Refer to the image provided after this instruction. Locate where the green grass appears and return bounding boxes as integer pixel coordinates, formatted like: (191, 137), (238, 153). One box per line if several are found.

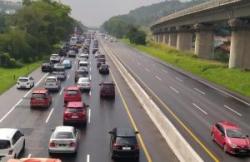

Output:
(122, 39), (250, 97)
(0, 62), (41, 94)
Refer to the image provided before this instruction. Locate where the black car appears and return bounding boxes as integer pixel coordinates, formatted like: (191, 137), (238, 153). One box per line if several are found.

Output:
(109, 128), (140, 161)
(75, 67), (89, 83)
(99, 82), (115, 98)
(99, 64), (109, 74)
(41, 62), (53, 72)
(96, 58), (106, 68)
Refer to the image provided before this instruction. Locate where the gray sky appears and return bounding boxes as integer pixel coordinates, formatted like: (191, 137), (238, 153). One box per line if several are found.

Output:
(61, 0), (164, 27)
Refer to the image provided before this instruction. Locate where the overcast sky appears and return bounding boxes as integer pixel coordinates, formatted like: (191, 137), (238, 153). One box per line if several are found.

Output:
(61, 0), (164, 27)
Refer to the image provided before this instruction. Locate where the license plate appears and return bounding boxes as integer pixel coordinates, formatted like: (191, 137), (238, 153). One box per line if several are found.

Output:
(122, 147), (131, 150)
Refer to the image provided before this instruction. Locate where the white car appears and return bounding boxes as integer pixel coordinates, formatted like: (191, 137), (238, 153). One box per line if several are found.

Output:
(16, 76), (35, 89)
(44, 76), (61, 91)
(77, 53), (89, 61)
(77, 77), (91, 90)
(0, 128), (25, 158)
(78, 61), (89, 67)
(48, 126), (80, 154)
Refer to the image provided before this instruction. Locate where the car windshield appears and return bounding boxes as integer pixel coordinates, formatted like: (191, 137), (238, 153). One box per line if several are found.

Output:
(31, 93), (45, 98)
(0, 140), (10, 150)
(55, 132), (73, 139)
(67, 90), (78, 95)
(18, 78), (29, 82)
(226, 129), (246, 138)
(116, 137), (137, 145)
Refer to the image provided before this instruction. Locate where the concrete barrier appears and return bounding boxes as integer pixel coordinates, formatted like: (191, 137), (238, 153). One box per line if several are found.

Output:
(101, 40), (203, 162)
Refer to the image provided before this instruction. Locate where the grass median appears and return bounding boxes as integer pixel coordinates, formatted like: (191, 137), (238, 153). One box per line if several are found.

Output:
(0, 61), (41, 94)
(122, 39), (250, 97)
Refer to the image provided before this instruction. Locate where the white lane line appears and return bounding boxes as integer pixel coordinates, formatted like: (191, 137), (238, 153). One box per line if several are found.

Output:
(59, 87), (64, 96)
(145, 68), (150, 72)
(175, 77), (183, 82)
(194, 88), (206, 95)
(192, 103), (207, 115)
(45, 108), (54, 123)
(87, 154), (90, 162)
(155, 75), (162, 81)
(169, 86), (180, 94)
(35, 73), (49, 87)
(224, 105), (242, 117)
(0, 99), (23, 123)
(161, 69), (168, 73)
(88, 109), (91, 124)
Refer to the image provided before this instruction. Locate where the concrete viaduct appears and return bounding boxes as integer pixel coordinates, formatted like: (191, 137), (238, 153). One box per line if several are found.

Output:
(151, 0), (250, 69)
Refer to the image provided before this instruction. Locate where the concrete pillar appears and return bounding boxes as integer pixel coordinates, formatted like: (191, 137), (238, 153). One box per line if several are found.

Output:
(229, 19), (250, 70)
(176, 27), (193, 51)
(168, 32), (177, 47)
(195, 24), (214, 59)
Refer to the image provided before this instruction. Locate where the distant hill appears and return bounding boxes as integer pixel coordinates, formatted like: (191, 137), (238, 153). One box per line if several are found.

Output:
(103, 0), (208, 27)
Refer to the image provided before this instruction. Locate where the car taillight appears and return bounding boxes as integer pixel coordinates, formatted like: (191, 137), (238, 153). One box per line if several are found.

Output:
(8, 150), (13, 155)
(69, 142), (76, 147)
(49, 142), (56, 147)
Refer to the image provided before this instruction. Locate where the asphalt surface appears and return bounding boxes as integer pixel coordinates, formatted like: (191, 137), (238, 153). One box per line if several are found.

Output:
(0, 39), (178, 162)
(103, 38), (250, 162)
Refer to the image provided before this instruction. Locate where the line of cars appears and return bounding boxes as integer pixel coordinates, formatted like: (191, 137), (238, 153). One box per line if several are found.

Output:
(0, 33), (139, 162)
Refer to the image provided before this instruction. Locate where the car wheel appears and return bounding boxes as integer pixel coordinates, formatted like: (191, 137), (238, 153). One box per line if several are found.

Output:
(223, 144), (227, 153)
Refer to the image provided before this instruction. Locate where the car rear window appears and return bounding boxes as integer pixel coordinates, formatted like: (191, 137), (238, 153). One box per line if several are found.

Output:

+===+

* [What you will do]:
Scale the lines between the lines holding "the concrete barrier" and "(103, 0), (208, 27)", inclusive. Write out all of those lines again, multiply every coordinate in the answers by 1.5, round each result to a whole number with halves going up, and leave all other numbers as they are.

* [Expected answer]:
Refer to the image provided before this instruction. Locate where the concrete barrier appears and return bounding boxes as integer pixel coordinates, formatted like: (191, 137), (238, 153). One box per line if several are found.

Output:
(152, 60), (305, 243)
Refer to the image provided before this instruction. Locate where the grass median appears and return bounding boxes as integer pixel coordinates, formatted like: (191, 137), (238, 153). One box per line if several are found.

Output:
(0, 92), (62, 141)
(183, 59), (375, 146)
Refer to the image provided before this instruction. Locate where the white lane line appears and return bounding boxes as integer pixel coordinates, formatted like: (191, 137), (238, 153). One box per line if several are found.

Output:
(89, 131), (96, 144)
(218, 102), (225, 108)
(263, 116), (275, 123)
(291, 132), (309, 143)
(288, 155), (311, 173)
(68, 162), (81, 185)
(131, 231), (135, 243)
(233, 113), (243, 122)
(254, 129), (270, 141)
(53, 110), (74, 131)
(336, 158), (363, 176)
(0, 149), (35, 185)
(242, 104), (252, 110)
(132, 164), (137, 186)
Refer to the image provided before this instruction. Locate where the concrete viaduct appears and return bounding boxes as integer pixel coordinates, formatted like: (191, 137), (238, 153). One box per line if several are found.

Output:
(227, 0), (375, 104)
Refer to the image provided before this instruction. Locate where the concrete pillar appears and return bounding boxes as integer pixel coordinates, formatted like: (191, 137), (238, 153). One box per line if several are found.

Output:
(344, 29), (375, 105)
(264, 41), (290, 77)
(252, 48), (266, 71)
(293, 36), (321, 89)
Refer to the image provided before this instruction. Locate where the distant hill appears and return bounding boxes as integer pixel coordinates, formatted like: (191, 137), (238, 153). One box per line if several are found.

Output:
(155, 0), (312, 41)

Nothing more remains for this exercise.